# START OF DATA PROVIDED

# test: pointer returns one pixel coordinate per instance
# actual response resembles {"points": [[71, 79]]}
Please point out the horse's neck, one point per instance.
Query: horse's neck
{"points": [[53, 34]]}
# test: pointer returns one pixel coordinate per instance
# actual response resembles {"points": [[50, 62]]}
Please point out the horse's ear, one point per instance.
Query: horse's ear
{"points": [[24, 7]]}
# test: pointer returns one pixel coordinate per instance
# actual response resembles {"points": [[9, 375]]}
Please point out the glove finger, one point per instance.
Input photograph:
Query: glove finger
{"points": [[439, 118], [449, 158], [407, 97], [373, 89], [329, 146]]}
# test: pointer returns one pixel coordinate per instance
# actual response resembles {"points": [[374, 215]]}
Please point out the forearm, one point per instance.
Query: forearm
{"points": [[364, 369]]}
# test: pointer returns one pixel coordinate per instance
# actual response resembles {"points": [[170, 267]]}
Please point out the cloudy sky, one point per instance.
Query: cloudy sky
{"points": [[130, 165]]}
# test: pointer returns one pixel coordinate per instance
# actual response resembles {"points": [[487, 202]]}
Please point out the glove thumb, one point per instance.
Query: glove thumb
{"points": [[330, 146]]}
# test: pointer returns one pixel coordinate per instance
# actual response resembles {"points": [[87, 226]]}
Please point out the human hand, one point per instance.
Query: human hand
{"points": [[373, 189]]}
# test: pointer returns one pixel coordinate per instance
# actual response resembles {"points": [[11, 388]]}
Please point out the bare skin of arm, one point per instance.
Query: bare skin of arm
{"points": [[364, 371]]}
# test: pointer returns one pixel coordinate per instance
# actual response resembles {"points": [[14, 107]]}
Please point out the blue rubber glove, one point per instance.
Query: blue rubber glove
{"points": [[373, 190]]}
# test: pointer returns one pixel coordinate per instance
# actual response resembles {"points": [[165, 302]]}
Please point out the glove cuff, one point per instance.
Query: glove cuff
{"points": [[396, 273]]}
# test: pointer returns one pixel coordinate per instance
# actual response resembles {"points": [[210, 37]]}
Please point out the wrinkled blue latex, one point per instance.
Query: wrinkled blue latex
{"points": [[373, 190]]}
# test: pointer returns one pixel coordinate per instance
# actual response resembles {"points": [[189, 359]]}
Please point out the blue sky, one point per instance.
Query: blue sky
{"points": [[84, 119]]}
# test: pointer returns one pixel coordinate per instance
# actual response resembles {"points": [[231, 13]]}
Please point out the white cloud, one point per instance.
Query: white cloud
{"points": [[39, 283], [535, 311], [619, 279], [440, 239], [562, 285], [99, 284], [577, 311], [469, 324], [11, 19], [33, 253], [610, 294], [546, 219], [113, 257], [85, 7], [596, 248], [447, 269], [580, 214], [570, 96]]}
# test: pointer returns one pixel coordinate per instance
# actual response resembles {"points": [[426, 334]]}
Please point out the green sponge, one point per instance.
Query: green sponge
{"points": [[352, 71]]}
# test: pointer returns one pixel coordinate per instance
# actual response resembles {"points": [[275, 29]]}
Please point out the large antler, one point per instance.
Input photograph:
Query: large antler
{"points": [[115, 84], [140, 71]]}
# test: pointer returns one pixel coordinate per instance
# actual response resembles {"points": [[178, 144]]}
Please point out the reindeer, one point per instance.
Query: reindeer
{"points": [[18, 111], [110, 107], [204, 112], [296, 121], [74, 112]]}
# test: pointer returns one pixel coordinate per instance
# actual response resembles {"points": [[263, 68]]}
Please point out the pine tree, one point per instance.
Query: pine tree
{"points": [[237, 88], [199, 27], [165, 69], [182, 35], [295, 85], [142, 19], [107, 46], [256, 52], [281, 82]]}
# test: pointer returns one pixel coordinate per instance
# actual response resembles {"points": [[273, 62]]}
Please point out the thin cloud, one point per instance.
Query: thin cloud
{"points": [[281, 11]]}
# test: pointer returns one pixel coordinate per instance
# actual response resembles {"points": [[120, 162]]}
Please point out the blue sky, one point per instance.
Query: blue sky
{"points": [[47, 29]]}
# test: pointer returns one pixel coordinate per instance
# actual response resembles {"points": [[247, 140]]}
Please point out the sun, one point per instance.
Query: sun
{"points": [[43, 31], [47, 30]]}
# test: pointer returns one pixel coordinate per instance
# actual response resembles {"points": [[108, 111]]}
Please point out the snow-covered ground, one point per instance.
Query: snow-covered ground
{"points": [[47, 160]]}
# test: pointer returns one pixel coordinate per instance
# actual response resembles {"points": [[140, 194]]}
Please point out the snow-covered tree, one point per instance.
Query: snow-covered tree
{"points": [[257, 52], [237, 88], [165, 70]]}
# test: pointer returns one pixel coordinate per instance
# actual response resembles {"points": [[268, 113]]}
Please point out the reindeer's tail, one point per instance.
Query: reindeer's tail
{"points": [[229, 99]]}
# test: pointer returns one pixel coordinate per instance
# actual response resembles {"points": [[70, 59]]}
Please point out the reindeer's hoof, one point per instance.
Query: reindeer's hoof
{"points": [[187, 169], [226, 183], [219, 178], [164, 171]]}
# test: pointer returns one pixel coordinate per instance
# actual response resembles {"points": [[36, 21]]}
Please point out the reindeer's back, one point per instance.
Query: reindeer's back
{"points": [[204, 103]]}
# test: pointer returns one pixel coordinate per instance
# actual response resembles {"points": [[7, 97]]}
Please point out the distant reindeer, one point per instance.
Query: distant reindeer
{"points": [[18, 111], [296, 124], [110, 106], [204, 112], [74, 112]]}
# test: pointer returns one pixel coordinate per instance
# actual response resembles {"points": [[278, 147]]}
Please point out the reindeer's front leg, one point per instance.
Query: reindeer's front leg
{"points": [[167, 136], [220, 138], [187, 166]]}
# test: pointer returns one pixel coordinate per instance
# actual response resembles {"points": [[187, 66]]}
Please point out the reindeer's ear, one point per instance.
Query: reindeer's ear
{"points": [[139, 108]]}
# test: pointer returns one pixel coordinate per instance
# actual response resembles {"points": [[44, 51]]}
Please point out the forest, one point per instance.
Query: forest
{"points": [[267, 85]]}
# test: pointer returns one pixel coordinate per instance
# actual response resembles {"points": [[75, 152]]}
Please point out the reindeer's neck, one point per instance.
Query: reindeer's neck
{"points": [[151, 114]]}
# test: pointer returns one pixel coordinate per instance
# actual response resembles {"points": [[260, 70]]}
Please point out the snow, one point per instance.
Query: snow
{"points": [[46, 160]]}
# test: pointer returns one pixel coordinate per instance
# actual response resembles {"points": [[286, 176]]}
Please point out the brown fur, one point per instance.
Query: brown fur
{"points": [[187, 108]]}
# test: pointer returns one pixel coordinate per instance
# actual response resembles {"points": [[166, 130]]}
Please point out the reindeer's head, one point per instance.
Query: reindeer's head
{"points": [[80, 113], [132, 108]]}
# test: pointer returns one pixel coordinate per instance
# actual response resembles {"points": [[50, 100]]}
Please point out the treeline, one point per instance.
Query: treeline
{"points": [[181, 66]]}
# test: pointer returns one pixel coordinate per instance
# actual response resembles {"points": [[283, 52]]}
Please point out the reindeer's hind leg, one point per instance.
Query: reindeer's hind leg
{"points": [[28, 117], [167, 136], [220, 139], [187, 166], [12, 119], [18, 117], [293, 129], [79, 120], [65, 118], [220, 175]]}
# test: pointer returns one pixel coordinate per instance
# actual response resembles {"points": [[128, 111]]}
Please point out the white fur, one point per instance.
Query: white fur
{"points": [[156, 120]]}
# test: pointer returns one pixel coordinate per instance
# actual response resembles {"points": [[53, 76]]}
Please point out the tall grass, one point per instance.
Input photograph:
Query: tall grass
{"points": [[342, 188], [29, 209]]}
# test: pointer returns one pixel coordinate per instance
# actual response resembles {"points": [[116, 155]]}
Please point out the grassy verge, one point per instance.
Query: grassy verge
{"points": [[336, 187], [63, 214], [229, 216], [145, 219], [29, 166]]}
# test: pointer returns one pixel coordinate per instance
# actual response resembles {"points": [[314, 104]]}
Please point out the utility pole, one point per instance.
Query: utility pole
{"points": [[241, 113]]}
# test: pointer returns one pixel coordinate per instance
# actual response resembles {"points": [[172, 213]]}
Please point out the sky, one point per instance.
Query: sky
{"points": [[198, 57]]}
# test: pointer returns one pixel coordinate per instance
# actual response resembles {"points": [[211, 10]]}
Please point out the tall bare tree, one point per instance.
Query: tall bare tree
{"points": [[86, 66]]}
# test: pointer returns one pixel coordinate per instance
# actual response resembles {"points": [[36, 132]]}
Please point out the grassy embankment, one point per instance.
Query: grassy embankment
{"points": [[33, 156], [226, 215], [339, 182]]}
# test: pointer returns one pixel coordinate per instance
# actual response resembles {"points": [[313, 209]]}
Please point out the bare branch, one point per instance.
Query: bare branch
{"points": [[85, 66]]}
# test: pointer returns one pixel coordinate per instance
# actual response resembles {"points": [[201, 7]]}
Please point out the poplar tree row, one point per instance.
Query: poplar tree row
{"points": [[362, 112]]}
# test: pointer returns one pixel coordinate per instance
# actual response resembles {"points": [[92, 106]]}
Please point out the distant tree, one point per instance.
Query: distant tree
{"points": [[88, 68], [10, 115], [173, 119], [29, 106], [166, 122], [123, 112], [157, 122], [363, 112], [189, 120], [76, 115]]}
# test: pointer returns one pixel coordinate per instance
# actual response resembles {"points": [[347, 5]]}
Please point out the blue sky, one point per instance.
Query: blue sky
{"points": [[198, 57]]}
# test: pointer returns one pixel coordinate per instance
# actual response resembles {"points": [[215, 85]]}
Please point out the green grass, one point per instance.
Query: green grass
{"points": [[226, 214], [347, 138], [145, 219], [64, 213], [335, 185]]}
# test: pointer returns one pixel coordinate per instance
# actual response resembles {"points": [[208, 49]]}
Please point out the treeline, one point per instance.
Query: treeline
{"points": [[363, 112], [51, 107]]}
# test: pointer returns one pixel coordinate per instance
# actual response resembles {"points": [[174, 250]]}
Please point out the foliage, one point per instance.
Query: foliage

# END OF DATA PROVIDED

*PROMPT*. Return each line from the rows above that contains the word "foliage", copied in full and in the order the lines appear.

*ANSWER TO THE EXERCISE*.
Please point out the foliage, one point per instance.
Query: foliage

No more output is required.